*Given records*:
_ _ _ _ _

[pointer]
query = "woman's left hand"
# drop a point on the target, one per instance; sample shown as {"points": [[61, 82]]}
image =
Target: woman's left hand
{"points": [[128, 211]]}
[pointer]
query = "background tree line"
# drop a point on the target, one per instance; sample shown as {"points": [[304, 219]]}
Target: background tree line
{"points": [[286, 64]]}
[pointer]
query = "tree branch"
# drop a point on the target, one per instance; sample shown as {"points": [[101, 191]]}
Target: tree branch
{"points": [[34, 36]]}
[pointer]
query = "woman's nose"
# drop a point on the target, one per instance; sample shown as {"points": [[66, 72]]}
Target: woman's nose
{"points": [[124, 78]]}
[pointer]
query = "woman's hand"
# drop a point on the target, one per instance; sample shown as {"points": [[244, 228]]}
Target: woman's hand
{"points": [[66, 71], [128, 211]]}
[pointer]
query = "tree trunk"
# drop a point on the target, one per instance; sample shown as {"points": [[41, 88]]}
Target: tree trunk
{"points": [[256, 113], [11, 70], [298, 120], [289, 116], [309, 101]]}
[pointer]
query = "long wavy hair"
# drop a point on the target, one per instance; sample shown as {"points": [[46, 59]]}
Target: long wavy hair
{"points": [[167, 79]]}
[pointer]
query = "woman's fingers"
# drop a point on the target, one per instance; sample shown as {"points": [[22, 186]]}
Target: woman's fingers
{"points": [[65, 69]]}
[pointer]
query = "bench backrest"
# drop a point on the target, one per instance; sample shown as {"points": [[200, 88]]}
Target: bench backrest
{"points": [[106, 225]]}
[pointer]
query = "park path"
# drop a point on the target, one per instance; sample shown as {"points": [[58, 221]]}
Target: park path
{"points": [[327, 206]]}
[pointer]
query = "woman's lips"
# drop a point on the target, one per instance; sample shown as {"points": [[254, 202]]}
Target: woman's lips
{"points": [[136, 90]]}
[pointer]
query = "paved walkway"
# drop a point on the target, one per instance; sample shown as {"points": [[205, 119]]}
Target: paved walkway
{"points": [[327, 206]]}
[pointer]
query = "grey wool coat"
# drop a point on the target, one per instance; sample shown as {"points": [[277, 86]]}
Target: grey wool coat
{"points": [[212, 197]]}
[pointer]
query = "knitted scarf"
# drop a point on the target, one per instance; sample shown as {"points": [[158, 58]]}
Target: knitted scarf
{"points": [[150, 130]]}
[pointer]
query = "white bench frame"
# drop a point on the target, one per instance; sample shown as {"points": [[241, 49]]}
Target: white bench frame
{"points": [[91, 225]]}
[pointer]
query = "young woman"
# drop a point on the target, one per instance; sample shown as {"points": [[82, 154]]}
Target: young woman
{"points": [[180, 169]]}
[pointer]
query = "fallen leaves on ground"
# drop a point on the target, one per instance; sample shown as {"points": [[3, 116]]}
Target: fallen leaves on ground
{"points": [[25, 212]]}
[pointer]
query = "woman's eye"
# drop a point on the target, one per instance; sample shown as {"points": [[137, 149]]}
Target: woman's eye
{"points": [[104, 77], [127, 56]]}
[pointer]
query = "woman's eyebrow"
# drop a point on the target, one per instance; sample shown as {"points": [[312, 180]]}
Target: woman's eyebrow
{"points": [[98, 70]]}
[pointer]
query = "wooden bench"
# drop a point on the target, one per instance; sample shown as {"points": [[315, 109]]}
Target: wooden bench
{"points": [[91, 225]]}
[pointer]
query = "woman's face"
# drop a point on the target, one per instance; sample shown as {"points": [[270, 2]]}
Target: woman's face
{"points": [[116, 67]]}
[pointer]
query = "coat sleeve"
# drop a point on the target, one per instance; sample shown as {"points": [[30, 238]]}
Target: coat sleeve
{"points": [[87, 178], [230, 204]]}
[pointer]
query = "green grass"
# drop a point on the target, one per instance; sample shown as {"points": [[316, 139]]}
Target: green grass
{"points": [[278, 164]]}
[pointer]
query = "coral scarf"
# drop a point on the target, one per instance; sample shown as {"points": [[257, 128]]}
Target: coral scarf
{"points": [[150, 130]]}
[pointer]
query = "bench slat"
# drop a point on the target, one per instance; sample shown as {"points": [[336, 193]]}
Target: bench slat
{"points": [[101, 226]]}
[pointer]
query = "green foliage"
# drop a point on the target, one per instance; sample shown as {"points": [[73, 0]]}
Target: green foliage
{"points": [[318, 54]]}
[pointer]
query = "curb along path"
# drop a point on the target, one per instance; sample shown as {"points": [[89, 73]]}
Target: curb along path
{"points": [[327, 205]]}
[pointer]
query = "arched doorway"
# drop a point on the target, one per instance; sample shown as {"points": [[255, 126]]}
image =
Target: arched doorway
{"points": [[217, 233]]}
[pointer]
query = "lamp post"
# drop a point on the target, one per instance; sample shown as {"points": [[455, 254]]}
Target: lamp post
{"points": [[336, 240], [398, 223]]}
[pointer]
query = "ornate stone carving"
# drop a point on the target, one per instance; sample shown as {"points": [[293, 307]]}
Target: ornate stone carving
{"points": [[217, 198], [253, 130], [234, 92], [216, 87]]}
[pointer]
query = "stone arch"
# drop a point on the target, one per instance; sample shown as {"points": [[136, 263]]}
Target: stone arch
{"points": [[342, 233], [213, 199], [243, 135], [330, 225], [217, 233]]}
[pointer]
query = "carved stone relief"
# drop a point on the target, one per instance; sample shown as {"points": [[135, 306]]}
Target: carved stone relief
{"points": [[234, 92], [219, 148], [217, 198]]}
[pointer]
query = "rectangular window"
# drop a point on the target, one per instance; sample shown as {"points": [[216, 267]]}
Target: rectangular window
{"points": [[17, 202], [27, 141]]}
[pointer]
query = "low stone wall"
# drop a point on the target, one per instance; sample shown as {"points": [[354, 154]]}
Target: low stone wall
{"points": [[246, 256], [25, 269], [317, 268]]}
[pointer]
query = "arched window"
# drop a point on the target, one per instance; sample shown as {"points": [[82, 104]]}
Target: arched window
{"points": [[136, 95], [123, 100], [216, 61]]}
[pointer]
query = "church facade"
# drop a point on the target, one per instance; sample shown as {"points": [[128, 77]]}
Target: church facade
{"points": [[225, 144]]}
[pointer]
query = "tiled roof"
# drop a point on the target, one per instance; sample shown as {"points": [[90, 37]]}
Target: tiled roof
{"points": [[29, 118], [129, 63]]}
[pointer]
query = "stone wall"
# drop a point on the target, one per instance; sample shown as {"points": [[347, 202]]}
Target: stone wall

_ _ _ _ _

*Your instructions*: Copy every record above exactly as it stands.

*Exercise response*:
[pointer]
query = "woman's left hand"
# drop a point on the target, one per instance; sample shown as {"points": [[61, 82]]}
image =
Target: woman's left hand
{"points": [[128, 211]]}
[pointer]
query = "background tree line"
# drop a point on the target, one per instance; sample shown as {"points": [[304, 219]]}
Target: background tree line
{"points": [[286, 64]]}
[pointer]
query = "tree branch"
# drop a point on the target, one per instance; sample shown as {"points": [[101, 191]]}
Target: tree branch
{"points": [[34, 36]]}
[pointer]
query = "woman's nose"
# drop a point on the target, one per instance; sample shown as {"points": [[66, 72]]}
Target: woman's nose
{"points": [[124, 78]]}
[pointer]
query = "woman's hand"
# drop a point on the target, one per instance; sample shown as {"points": [[244, 228]]}
Target: woman's hand
{"points": [[66, 71], [128, 211]]}
[pointer]
query = "tree trunk"
# drop a point on the target, one per instance; sample shown as {"points": [[41, 88]]}
Target: tree trunk
{"points": [[256, 113], [11, 70], [298, 120], [289, 116], [309, 101]]}
[pointer]
query = "long wavy hair"
# drop a point on the target, one per instance; sample shown as {"points": [[46, 59]]}
Target: long wavy hair
{"points": [[167, 79]]}
[pointer]
query = "woman's fingers"
# drop a point on the target, one per instance; sample shown as {"points": [[22, 186]]}
Target: woman's fingers
{"points": [[65, 69]]}
[pointer]
query = "bench backrest"
# drop a point on the target, one per instance; sample shown as {"points": [[200, 88]]}
Target: bench backrest
{"points": [[106, 225]]}
[pointer]
query = "park path"
# drop a point on the target, one per instance; sample shown as {"points": [[58, 221]]}
Target: park path
{"points": [[327, 206]]}
[pointer]
query = "woman's lips"
# drop a point on the target, one per instance; sample shown as {"points": [[254, 202]]}
Target: woman's lips
{"points": [[136, 90]]}
[pointer]
query = "paved walkway"
# drop a point on the target, one per instance; sample shown as {"points": [[205, 119]]}
Target: paved walkway
{"points": [[327, 206]]}
[pointer]
query = "grey wool coat"
# drop a point on the target, one per instance; sample shown as {"points": [[277, 86]]}
Target: grey wool coat
{"points": [[212, 197]]}
[pointer]
query = "knitted scarf"
# drop a point on the target, one per instance; sample shown as {"points": [[158, 58]]}
Target: knitted scarf
{"points": [[150, 130]]}
[pointer]
query = "white bench frame"
# drop a point on the target, one per instance; sample shown as {"points": [[241, 49]]}
Target: white bench frame
{"points": [[91, 225]]}
[pointer]
query = "young woman"
# drop a point on the target, one per instance; sample shown as {"points": [[82, 154]]}
Target: young woman
{"points": [[180, 169]]}
[pointer]
query = "fallen leaves on ground"
# drop a point on the target, one per instance; sample shown as {"points": [[3, 116]]}
Target: fallen leaves on ground
{"points": [[25, 212]]}
[pointer]
query = "woman's eye"
# drop a point on the target, one per instance; sample shown as {"points": [[137, 149]]}
Target: woman's eye
{"points": [[104, 77], [127, 56]]}
[pointer]
query = "woman's eyebrow"
# drop a point on the target, one per instance; sample shown as {"points": [[312, 180]]}
Target: woman's eyebrow
{"points": [[98, 70]]}
[pointer]
query = "wooden bench"
# drop a point on the target, one per instance; sample shown as {"points": [[315, 109]]}
Target: wooden bench
{"points": [[91, 225]]}
[pointer]
query = "woman's face"
# drop a point on the target, one per instance; sample shown as {"points": [[270, 2]]}
Target: woman's face
{"points": [[116, 67]]}
[pointer]
query = "coat sleeve"
# drop a point on the target, one per instance; sample shown as {"points": [[30, 238]]}
Target: coat sleeve
{"points": [[87, 178], [230, 204]]}
[pointer]
query = "green grass"
# drop a point on the target, one per instance; sample shown as {"points": [[316, 139]]}
Target: green grass
{"points": [[278, 164]]}
[pointer]
query = "coral scarf"
# drop a point on the target, one per instance; sample shown as {"points": [[257, 128]]}
Target: coral scarf
{"points": [[150, 130]]}
[pointer]
query = "bench slat"
# drop a point on the target, one per instance; sample shown as {"points": [[336, 193]]}
Target: bench slat
{"points": [[101, 226]]}
[pointer]
query = "green foliage"
# drop a point on the target, one per instance; sample shown as {"points": [[73, 0]]}
Target: green foliage
{"points": [[318, 54]]}
[pointer]
query = "curb along path"
# drop a point on the target, one per instance; sample shown as {"points": [[89, 73]]}
Target: curb along path
{"points": [[327, 205]]}
[pointer]
query = "arched doorway"
# drop a point on the target, one per instance; sample shown as {"points": [[255, 126]]}
image =
Target: arched doorway
{"points": [[217, 233]]}
[pointer]
query = "lamp post"
# drop a point on the target, one per instance; sample shown as {"points": [[455, 254]]}
Target: lamp post
{"points": [[336, 240], [398, 223]]}
[pointer]
query = "ornate stone carving"
# drop a point on the target, one per instance; sample shown as {"points": [[293, 307]]}
Target: ornate stone carving
{"points": [[217, 198], [253, 130], [234, 92], [216, 87]]}
[pointer]
query = "stone arch"
# drop a point on the target, one per instance; sample shown as {"points": [[136, 263]]}
Target: stone arch
{"points": [[342, 233], [213, 199], [243, 135], [330, 225], [217, 233]]}
[pointer]
query = "carved stone relief"
# drop a point on the target, one per instance; sample shown as {"points": [[135, 306]]}
Target: carved stone relief
{"points": [[234, 92], [219, 148], [217, 198]]}
[pointer]
query = "rectangular window"
# drop a point on the target, one per instance; sample shown as {"points": [[216, 267]]}
Target: rectangular window
{"points": [[17, 202], [27, 141]]}
[pointer]
query = "low stone wall"
# drop a point on the target, one per instance; sample shown as {"points": [[354, 154]]}
Target: low stone wall
{"points": [[246, 256], [25, 269], [317, 268]]}
[pointer]
query = "arched window"
# drop a point on the target, one per instance; sample shown as {"points": [[82, 104]]}
Target: arched window
{"points": [[136, 95], [123, 100], [216, 61]]}
[pointer]
query = "church facade"
# drop a point on the target, one per instance; sample shown as {"points": [[128, 77]]}
Target: church facade
{"points": [[225, 144]]}
[pointer]
query = "tiled roof"
# drop a point on the target, one per instance; sample shown as {"points": [[90, 37]]}
Target: tiled roof
{"points": [[29, 118], [129, 63]]}
[pointer]
query = "stone wall"
# drop a point on the target, one per instance; sample shown as {"points": [[347, 202]]}
Target: stone wall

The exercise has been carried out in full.